**REQUIRED WORK**
1. Echo the passage from the CRC32 post, starting with "What sort of" and going on through "from the speedup?".
2. In the CRC32 post, turn the paragraph that opens "In terms of performance" into a short bulleted list that keeps its main facts.
3. Answer these from the CRC32 post:
(a) How large a lookup table does slicing by 8 need?
(b) Which approach is attributed to zlib?
(c) What size of rolling buffer does coreutils cksum read?

**DOCUMENT**
★ ★ ★ ★
Hi,
I've been looking into other CRC32 implementations for architectures that don't have accelerated
polynomial multiplication (PCLMUL/VMULL for x86-SSE/AVX or ARM-NEON), and there are improvements we
can make, but they make tradeoffs for memory (both for lookup tables and for working set). The
"braiding" approach from zlib seems to be the best publicly available algorithm, and I've
also been developing my own algorithm "chorba" that outperforms both slicing and braiding
depending on the circumstances (it ends up needing to be tuned per CPU).
Memory requirements:
Sarwate (Simon's method from RFC1952): 1kB lookup table
Slicing by 8: 8kB lookup table
Braiding: 8kB lookup table
Chorba 1952: 2kB working set
Chorba 57082: 64kB working set
Chorba 703380: 1MB working set
Chorba 19824364: 32MB working set
In terms of performance, braiding seems to be 1.2-3x faster than slicing by 8
across different systems, whereas chorba depends on the CPU (x86_64 gets better
with higher working set, is even at 64kB and better with 1MB or 32MB, ARM seems
to be better cross the board, Raspberry Pi 4 is better at 2kB and gets worse
after that).
What sort of parameters would be important and what expectations will
users/maintainers have? For example, coreutils cksum reads a rolling 65kB
buffer and operates on that, whereas gzip seems to take much larger chunks; are
there any systems that would appreciate a low-mem mode? Is it a downside that
different architectures would need to choose different parameters to benefit
from the speedup?
★ ★ ★ ★
**MATERIAL**
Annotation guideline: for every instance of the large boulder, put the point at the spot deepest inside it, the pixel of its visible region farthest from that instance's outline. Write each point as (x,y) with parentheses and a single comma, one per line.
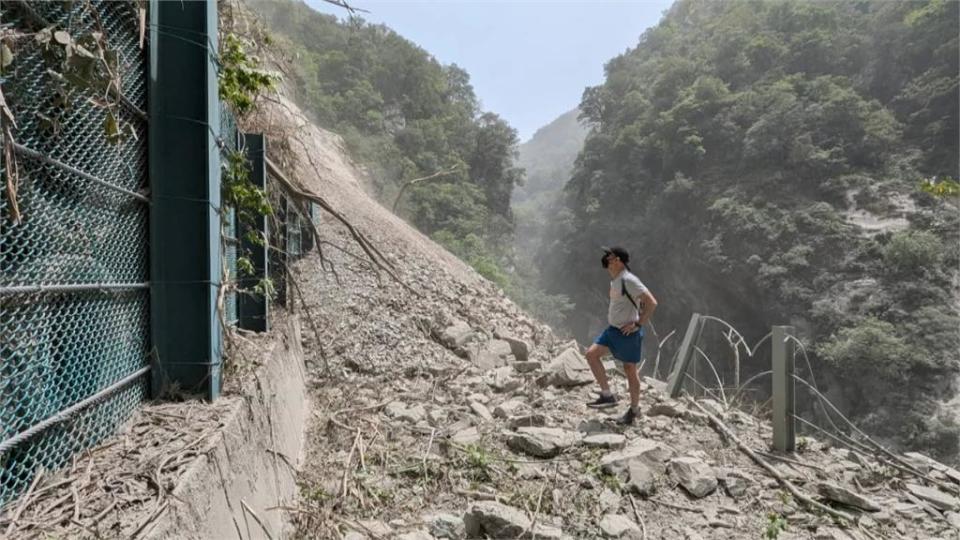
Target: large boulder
★ ★ ★ ★
**EXPECTED RESPONSES**
1.
What sort of parameters would be important and what expectations will
users/maintainers have? For example, coreutils cksum reads a rolling 65kB
buffer and operates on that, whereas gzip seems to take much larger chunks; are
there any systems that would appreciate a low-mem mode? Is it a downside that
different architectures would need to choose different parameters to benefit
from the speedup?

2.
- Braiding runs 1.2–3x faster than slicing by 8 across different systems.
- Chorba's speed depends on the CPU:
  - x86_64 improves with a larger working set. It breaks even at 64kB and does better at 1MB or 32MB.
  - ARM seems better across the board.
  - Raspberry Pi 4 does better at 2kB and gets worse beyond that.

3.
(a) 8kB
(b) Braiding
(c) 65kB